## SET PROBLEM
Please count the lines in the entries below that contain the word "outline", and give only that number.
================================
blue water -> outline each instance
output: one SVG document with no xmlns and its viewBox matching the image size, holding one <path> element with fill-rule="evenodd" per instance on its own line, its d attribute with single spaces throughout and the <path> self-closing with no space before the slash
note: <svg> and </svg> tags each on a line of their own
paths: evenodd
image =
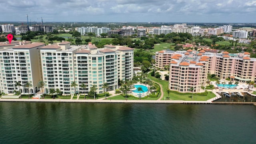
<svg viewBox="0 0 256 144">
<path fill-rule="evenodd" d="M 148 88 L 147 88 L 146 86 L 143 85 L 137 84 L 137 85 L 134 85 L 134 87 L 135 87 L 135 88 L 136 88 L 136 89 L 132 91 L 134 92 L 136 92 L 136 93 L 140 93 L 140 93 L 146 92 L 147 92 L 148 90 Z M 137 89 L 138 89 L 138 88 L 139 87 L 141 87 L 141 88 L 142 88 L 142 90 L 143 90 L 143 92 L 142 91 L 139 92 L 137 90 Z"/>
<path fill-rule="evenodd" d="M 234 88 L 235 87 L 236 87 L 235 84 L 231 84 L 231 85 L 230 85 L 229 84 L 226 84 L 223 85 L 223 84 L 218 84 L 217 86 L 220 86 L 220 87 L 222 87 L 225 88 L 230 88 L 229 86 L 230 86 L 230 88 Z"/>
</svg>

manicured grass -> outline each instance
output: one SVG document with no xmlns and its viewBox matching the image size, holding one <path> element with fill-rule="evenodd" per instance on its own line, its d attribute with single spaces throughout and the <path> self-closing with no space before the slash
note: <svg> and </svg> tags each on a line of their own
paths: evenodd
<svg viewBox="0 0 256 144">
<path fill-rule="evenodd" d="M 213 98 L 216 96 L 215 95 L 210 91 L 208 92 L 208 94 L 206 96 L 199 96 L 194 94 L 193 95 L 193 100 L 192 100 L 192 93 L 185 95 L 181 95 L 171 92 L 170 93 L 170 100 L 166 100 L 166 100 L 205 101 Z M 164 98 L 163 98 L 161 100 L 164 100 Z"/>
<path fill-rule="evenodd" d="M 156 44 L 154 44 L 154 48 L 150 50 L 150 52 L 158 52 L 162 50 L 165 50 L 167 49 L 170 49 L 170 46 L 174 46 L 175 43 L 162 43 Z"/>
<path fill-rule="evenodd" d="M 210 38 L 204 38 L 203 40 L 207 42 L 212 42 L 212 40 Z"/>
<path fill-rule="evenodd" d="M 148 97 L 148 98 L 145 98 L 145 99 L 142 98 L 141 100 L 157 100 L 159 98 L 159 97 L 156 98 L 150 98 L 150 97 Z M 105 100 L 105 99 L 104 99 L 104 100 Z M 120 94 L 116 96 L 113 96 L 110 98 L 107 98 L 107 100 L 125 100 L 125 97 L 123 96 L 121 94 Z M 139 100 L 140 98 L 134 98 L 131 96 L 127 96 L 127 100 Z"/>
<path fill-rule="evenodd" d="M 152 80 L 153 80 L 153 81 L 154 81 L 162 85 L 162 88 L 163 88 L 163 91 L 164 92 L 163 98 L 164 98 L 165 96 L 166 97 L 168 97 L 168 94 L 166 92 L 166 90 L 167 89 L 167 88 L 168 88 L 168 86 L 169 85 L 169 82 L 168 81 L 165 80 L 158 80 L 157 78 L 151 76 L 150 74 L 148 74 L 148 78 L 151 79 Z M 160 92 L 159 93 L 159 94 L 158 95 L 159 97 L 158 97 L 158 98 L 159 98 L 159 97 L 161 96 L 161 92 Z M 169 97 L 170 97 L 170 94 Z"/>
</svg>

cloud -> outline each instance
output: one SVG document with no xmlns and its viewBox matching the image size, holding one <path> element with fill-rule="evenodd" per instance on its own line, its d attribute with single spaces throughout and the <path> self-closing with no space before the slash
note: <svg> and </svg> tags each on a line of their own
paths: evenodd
================================
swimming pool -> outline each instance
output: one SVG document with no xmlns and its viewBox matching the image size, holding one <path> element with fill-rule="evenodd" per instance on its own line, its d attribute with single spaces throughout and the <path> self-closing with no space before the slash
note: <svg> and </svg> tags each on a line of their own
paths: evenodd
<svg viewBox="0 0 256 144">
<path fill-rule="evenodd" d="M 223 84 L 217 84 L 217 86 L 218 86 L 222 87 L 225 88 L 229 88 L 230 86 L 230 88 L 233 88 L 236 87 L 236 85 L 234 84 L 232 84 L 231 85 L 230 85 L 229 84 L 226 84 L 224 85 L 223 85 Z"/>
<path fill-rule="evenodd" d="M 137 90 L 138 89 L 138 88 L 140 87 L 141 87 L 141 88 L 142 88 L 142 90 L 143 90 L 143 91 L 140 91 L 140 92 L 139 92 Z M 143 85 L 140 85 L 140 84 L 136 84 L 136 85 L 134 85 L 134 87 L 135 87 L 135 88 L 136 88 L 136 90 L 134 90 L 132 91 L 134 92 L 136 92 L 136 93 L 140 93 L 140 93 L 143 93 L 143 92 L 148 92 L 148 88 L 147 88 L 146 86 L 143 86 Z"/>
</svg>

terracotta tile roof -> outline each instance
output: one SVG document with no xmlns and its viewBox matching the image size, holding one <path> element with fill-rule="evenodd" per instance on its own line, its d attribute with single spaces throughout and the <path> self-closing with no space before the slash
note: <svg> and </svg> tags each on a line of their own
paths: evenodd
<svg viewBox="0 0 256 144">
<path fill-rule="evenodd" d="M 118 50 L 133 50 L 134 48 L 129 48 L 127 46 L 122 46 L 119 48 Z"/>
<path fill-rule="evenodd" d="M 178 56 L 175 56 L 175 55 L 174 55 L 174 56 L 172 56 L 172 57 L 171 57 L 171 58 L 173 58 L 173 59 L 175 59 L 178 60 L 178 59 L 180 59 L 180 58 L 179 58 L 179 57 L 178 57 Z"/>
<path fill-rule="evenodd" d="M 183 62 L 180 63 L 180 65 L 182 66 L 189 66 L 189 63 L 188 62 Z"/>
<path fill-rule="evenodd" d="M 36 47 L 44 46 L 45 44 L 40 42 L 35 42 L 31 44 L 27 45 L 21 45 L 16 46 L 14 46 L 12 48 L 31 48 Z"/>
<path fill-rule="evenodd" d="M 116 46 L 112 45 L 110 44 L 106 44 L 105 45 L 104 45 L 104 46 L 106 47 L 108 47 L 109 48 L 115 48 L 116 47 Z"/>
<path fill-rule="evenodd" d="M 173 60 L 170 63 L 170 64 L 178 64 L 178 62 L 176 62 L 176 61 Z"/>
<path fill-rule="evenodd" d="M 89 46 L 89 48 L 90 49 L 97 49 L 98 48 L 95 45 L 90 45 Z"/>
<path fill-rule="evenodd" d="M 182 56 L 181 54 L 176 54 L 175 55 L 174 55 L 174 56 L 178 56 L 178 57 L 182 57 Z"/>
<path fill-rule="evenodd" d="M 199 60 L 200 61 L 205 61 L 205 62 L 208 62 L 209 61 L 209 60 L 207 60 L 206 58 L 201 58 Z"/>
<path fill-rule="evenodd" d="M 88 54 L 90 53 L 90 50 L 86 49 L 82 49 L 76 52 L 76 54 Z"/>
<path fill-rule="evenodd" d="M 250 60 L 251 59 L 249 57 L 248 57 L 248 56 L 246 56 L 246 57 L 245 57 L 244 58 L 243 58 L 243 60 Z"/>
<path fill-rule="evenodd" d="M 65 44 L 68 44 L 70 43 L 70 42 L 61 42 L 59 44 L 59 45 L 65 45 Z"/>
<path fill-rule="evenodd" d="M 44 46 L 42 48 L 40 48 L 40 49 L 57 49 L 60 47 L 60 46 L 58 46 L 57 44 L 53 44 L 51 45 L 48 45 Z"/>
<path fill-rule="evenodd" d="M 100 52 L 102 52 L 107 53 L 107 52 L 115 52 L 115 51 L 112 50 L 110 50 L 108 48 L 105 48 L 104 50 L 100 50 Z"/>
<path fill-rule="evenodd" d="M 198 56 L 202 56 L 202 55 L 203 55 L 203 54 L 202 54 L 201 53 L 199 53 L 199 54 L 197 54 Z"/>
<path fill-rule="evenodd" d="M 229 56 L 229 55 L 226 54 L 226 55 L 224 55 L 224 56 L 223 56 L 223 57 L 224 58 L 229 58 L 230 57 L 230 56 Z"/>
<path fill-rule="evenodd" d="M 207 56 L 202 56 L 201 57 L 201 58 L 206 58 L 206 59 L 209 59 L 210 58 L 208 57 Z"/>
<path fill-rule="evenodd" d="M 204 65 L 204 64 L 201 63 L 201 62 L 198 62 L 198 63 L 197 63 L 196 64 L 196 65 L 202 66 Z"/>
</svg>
================================
## ANSWER TO THIS TASK
5